◆ Given task A
Which rows contain the word "each"? Return every such row in full.

◆ Text to read
An Interview with Costa Shortlisted author Candy Gourlay
‘A powerful, complex and fascinating coming-of-age novel’ is how the judges of the 2018 Costa Children’s Book Award described Bone Talk by Candy Gourlay, one of four books shortlisted for this year’s award. Ferelith Hordon interviewed Candy about her book as part of our series of interviews with this year’s shortlisted authors.
When I first read Bone Talk by Candy Gourlay it was with real excitement. Here was a window onto a history that was very new to me but was accessible – and challenging. It was, therefore, with great pleasure I met Candy to talk about her background and the book
Growing up in Manila Candy was always a great reader, accessing books through the school library, books imported from the US and also England. Reading was for her a window – she never found the mirror in which to see herself. Indeed, she says: ‘I thought Filipinos weren’t allowed to be in books’. She has had conversations since with other authors of colour who have also expressed this perception. She accepted it – ‘it was just normal’. As a child she grew up with no sense of not belonging being surrounded by her own culture, nevertheless when she did begin to write she thought she had to write about white children; that this was what publishing required. ‘My first books all had white characters – I had to learn what being inclusive was really about’. As she says it is more than just having a presence: ‘you cannot have a black person divorced from culture’; the result her two novels, The Tall Story and Shine.

◆ Information given
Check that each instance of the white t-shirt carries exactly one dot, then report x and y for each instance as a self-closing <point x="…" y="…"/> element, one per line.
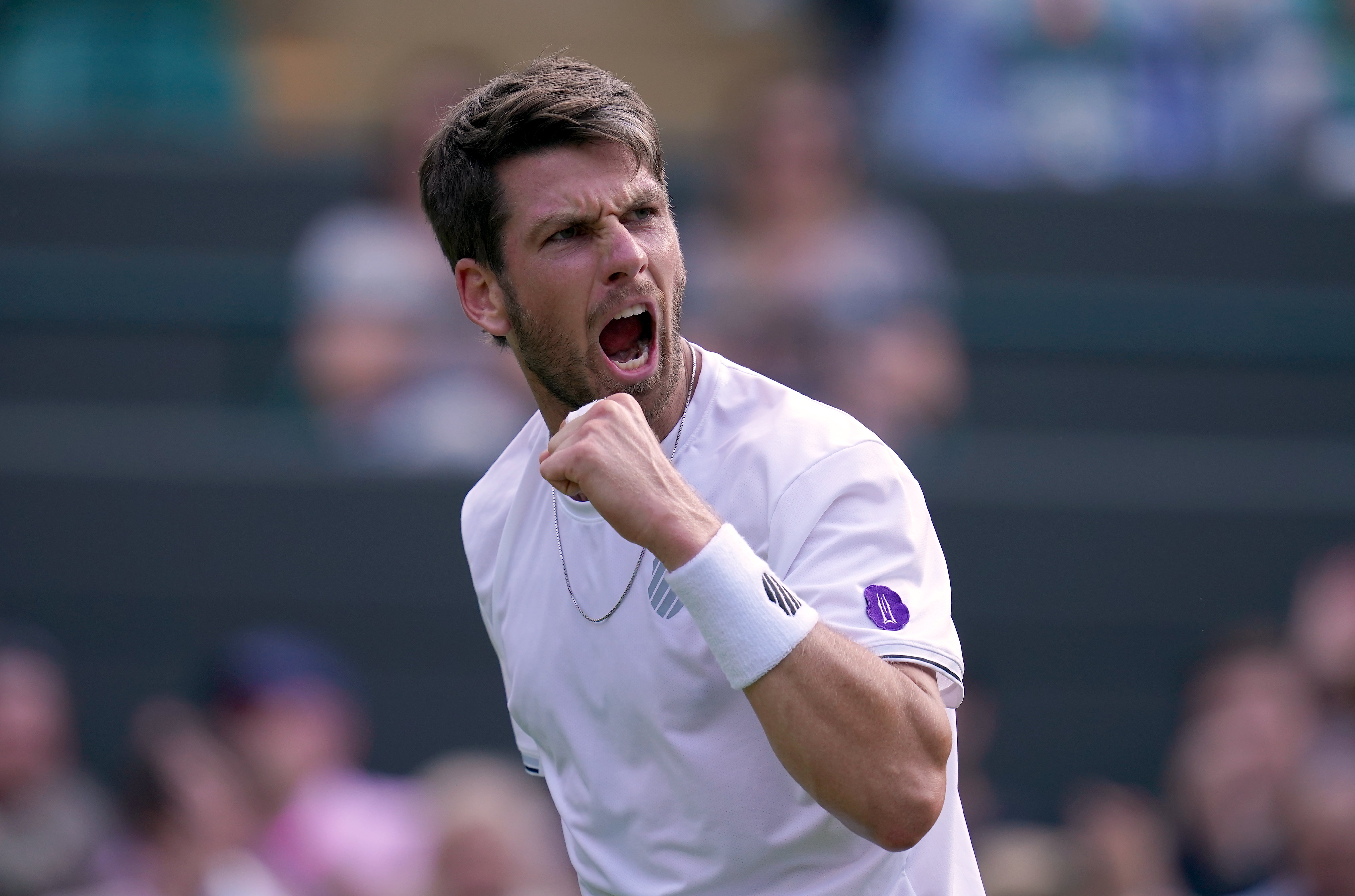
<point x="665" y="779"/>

--

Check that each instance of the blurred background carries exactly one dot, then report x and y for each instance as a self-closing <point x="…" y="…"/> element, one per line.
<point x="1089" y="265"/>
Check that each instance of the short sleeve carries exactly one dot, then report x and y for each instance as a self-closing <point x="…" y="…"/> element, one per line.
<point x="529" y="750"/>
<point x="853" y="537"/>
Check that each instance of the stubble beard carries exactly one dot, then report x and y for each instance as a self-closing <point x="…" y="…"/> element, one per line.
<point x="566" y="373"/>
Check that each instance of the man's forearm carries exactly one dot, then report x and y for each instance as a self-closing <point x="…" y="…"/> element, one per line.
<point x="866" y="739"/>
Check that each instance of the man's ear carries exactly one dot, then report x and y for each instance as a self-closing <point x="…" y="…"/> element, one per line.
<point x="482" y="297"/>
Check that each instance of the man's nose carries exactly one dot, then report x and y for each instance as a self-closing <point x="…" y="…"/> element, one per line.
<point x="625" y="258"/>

--

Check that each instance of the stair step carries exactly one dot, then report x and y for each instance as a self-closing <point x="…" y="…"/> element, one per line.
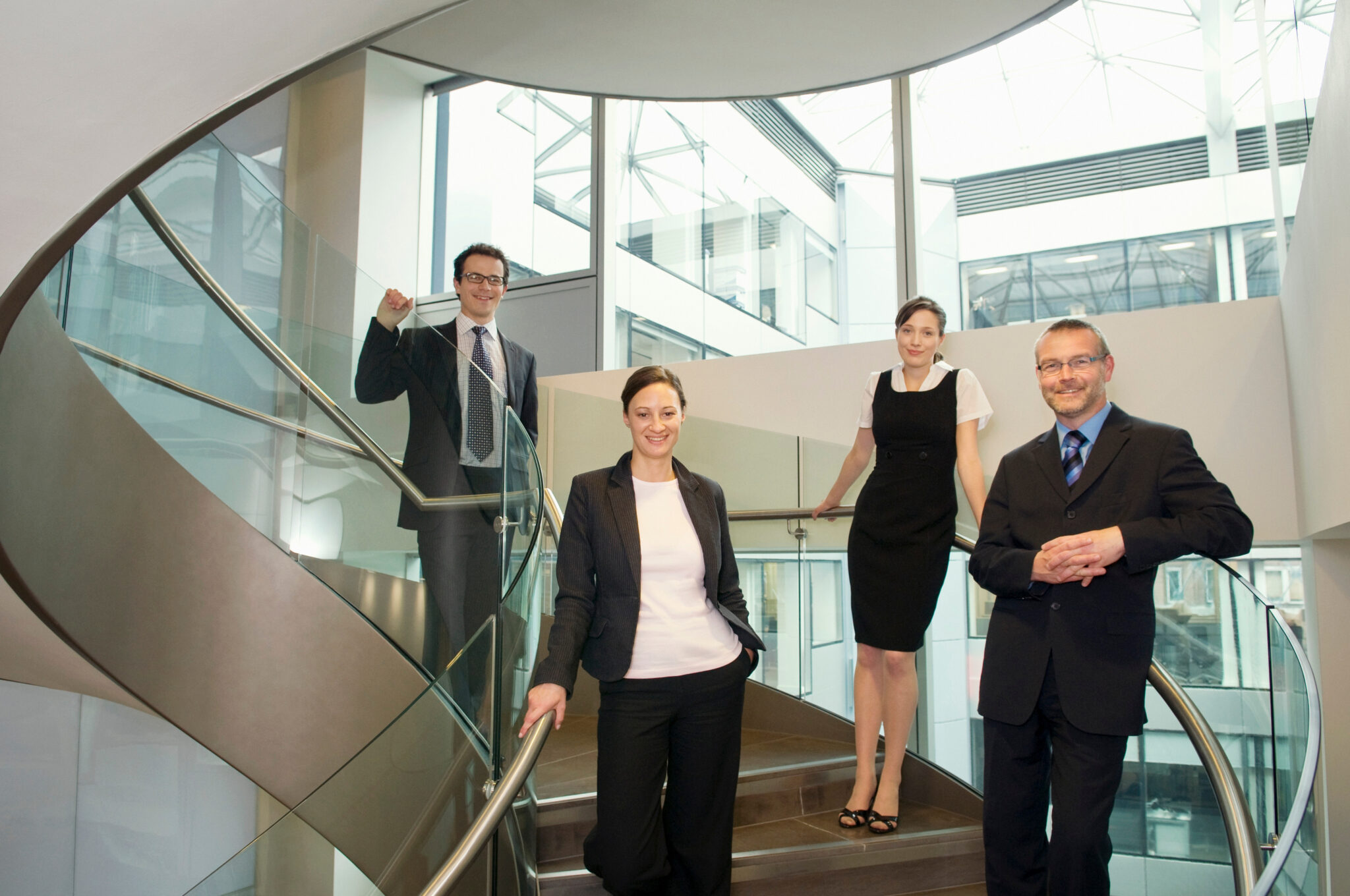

◆ Given task B
Could you update the Candy Gourlay interview text between "An Interview with" and "year’s shortlisted authors.", inclusive, by replacing "Costa" with "Carnegie" and writing out that passage again?

◆ Written solution A
Check that each instance of the white t-shirt carries exactly one dot, then report x and y for each instance as a self-closing <point x="…" y="…"/> element, one per line.
Check that each instance of the blurred background carries exactly one dot, then report x and y for each instance as a self-closing <point x="…" y="…"/> element, one per line.
Check that each instance of the short sleeve carries exactly one dot, then report x and y for each instance as a self-closing <point x="…" y="…"/> element, one per line.
Check that each instance of the stubble beard carries exactly one dot, then report x and y for each instance as a self-closing <point x="…" y="…"/> element, one per line.
Check that each instance of the man's forearm carries exactly one dot, then report x and y for each instance as a self-closing <point x="…" y="…"/> element, one per line.
Check that each instance of the man's ear carries exactly one dot, then report x and y for each instance as a self-closing <point x="…" y="…"/> element, one per line.
Check that each instance of the man's nose carries exactly one dot, then report x and y for each instance as a self-closing <point x="…" y="…"/> element, one per line.
Check that each instance of the stair step carries exactly one dot, then report x and y for each instance as a self-closing <point x="…" y="…"/> element, one per line.

◆ Written solution B
An Interview with Carnegie Shortlisted author Candy Gourlay
‘A powerful, complex and fascinating coming-of-age novel’ is how the judges of the 2018 Carnegie Children’s Book Award described Bone Talk by Candy Gourlay, one of four books shortlisted for this year’s award. Ferelith Hordon interviewed Candy about her book as part of our series of interviews with this year’s shortlisted authors.